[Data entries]
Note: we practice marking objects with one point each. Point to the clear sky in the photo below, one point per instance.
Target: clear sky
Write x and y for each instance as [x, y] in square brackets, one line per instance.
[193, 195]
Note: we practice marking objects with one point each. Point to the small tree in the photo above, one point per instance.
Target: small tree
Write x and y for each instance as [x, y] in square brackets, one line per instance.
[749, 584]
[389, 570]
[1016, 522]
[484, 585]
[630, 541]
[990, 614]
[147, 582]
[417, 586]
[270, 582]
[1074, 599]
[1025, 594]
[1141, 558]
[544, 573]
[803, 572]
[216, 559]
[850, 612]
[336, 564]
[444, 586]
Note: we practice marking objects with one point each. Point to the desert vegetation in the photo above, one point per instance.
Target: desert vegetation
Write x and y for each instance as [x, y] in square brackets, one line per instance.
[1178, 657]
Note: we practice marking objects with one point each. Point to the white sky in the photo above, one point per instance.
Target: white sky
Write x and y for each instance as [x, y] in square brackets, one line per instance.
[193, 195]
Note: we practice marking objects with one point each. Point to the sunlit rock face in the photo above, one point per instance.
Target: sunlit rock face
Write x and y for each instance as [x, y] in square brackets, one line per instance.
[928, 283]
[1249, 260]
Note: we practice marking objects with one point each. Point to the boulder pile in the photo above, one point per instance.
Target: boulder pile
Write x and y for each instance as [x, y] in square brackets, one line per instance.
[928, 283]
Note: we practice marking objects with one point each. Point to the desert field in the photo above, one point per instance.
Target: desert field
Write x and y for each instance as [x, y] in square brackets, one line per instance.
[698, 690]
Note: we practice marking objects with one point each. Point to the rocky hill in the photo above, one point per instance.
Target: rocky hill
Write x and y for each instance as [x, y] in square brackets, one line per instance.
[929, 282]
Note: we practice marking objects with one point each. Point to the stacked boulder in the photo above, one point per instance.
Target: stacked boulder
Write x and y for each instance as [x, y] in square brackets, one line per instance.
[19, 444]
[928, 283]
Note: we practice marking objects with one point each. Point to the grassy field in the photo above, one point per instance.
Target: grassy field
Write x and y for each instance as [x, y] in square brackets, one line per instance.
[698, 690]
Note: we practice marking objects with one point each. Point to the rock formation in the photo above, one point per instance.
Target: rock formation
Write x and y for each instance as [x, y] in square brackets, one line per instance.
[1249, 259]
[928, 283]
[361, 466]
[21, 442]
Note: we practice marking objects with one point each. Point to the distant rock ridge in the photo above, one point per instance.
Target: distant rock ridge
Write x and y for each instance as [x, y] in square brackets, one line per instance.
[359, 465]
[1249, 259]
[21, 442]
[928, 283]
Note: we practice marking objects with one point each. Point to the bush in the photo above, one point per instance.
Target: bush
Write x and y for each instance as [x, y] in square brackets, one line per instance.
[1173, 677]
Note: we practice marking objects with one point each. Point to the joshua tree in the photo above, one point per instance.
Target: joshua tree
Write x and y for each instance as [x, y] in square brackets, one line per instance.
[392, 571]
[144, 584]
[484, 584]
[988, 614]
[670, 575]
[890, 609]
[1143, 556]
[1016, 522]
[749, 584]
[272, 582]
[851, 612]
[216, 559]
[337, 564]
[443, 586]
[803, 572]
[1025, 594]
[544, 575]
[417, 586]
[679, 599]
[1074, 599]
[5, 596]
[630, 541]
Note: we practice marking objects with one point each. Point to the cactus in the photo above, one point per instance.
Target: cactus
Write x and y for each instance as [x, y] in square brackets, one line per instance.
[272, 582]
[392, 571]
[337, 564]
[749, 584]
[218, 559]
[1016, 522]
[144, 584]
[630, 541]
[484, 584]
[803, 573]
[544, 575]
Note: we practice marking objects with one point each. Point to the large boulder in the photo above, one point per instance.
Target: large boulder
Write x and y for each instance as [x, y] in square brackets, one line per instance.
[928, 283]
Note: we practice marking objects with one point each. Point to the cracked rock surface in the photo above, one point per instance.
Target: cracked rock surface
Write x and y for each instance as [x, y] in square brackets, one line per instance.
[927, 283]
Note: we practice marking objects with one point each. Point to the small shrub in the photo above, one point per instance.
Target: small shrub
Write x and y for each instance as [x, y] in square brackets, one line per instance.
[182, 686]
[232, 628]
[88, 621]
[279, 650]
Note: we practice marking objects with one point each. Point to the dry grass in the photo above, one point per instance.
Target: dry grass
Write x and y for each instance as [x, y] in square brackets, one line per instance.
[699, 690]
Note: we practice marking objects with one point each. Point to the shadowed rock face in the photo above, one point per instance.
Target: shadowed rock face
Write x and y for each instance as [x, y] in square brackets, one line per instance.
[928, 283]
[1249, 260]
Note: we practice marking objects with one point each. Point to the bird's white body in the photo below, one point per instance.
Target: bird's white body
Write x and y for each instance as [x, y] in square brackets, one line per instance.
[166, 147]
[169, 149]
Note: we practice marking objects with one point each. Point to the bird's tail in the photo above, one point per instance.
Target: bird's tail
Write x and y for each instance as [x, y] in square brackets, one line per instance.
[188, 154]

[INSTRUCTIONS TO FOLLOW] The records above should be repeated in full, exactly as given.

[RESULT OF THIS TASK]
Note: we practice marking objects with one point each. Point to the clear sky in the photo below, one point per instance.
Target: clear sky
Write x and y for each instance as [x, y] in square brackets, one line per instance.
[193, 195]
Note: we practice marking objects with one point each. Point to the small tree in the photo above, one point per instance.
Target: small tree
Write x and y for each instance as [x, y] in square brackets, one line per instance.
[749, 584]
[389, 570]
[1016, 522]
[484, 585]
[630, 541]
[990, 614]
[147, 582]
[417, 586]
[270, 582]
[1074, 599]
[1025, 594]
[1141, 558]
[544, 573]
[803, 572]
[216, 559]
[850, 612]
[336, 564]
[444, 586]
Note: we practice marking objects with one point each. Point to the desert vegetation in the photo above, one point per instance.
Target: desert vegetation
Write x and y for each instance as [x, y] in square brackets, one line per instance.
[1178, 657]
Note: we practice marking objects with one point each. Point to the white sky in the photo above, one point per instance.
Target: white sky
Write x and y for each instance as [x, y] in square brackets, one line per instance.
[193, 195]
Note: we practice marking objects with one point each. Point to the sunlit rock face in the photo above, one point per instance.
Target: sunlit rock face
Write x and y for each instance as [x, y] in square brackets, one line per instance.
[928, 283]
[1249, 260]
Note: we practice marking objects with one point each. Point to the boulder pile in the photo above, one point per instance.
Target: boulder pile
Write x and y for each instance as [x, y] in square brackets, one line per instance.
[928, 283]
Note: we practice marking objects with one point each. Point to the desert field in the photo above, one point per instance.
Target: desert field
Write x and y for each instance as [x, y] in square brackets, one line per instance.
[698, 690]
Note: we practice marking objects with one point each. Point to the rocky hill in the photo above, one point per instance.
Target: rocky hill
Write x and y for each instance as [x, y] in square brackets, one line per instance.
[929, 282]
Note: we practice marking objects with one point each. Point to the stacked boulder in the photo above, one point per instance.
Target: stacked boulder
Write x and y for each instance as [x, y] in square brackets, one line per instance.
[19, 444]
[928, 283]
Note: we practice marking objects with one point each. Point to the grassy field in the photo above, one point per instance.
Target: grassy field
Write x and y for each instance as [x, y] in square brackets, one line per instance.
[698, 690]
Note: we practice marking objects with one point each. Point to the rock formation in the photo above, one point per instance.
Target: rock formation
Write x and y for each instance as [x, y] in square brackets, one line per instance.
[1249, 259]
[928, 283]
[361, 466]
[21, 442]
Note: we practice marking objects with one point each. Point to the distant rock ridge in the photo above, one point per instance.
Target: distant rock ridge
Write x and y for each instance as [x, y] in square brackets, one line per instance.
[359, 465]
[1249, 259]
[21, 442]
[928, 283]
Note: we practice marking objects with one point each. Point to the bush in the photo above, one point per instance.
Target: bush
Write x and y for each instance as [x, y] in square brackets, one line per instance.
[1173, 677]
Note: we practice marking objects with one point each. Point to the joshua tree in the photo above, one point per instance.
Target: joshua tree
Write x and y for each instance as [x, y] in square brackets, one line per instance.
[392, 571]
[144, 584]
[484, 584]
[988, 614]
[670, 575]
[890, 609]
[1143, 556]
[1016, 522]
[749, 584]
[272, 582]
[851, 612]
[216, 559]
[337, 564]
[443, 586]
[803, 572]
[1025, 594]
[544, 575]
[417, 586]
[679, 599]
[1074, 599]
[5, 596]
[630, 541]
Note: we practice marking objects with one point each. Point to the cactus in the photo above, one point per instance.
Target: cactus
Write x and y for each instance as [x, y] in square brackets, one line per instance.
[272, 582]
[392, 571]
[337, 564]
[749, 584]
[218, 559]
[1016, 522]
[144, 584]
[630, 541]
[484, 584]
[803, 573]
[544, 575]
Note: we practice marking objects with one point each. Point to the large boulder in the photo above, one point per instance.
Target: large boulder
Write x and y for each instance as [x, y] in square brackets, one line per instance.
[928, 283]
Note: we practice marking objects with one point each. Point to the cracked rock surface in the photo above, one point per instance.
Target: cracked rock surface
Write x and y for each instance as [x, y] in square brackets, one line per instance.
[927, 283]
Note: we practice marking objects with one point each. Point to the small shrub in the photo above, one point per instance.
Target: small shrub
Write x and y for each instance as [x, y] in square brackets, one line per instance.
[182, 686]
[232, 628]
[88, 621]
[279, 650]
Note: we practice marking objects with one point each. Point to the dry grass in the photo above, one point per instance.
Target: dry grass
Write x and y for each instance as [x, y] in square brackets, one line per instance.
[699, 690]
Note: we practice marking objects with one point each. Point to the shadowed rock face in the photo above, one point per instance.
Target: shadowed rock face
Write x and y for each instance as [x, y] in square brackets, one line per instance.
[928, 283]
[1249, 260]
Note: we practice marking objects with one point each. Point to the bird's white body in the photo below, one point per instance.
Target: bird's white body
Write x and y for each instance as [x, y] in square brackets, one line per instance.
[166, 147]
[169, 149]
Note: we practice marking objects with one point each. Point to the bird's tail in the photo above, one point per instance.
Target: bird's tail
Write x and y for each instance as [x, y] in square brackets, one line per instance.
[188, 154]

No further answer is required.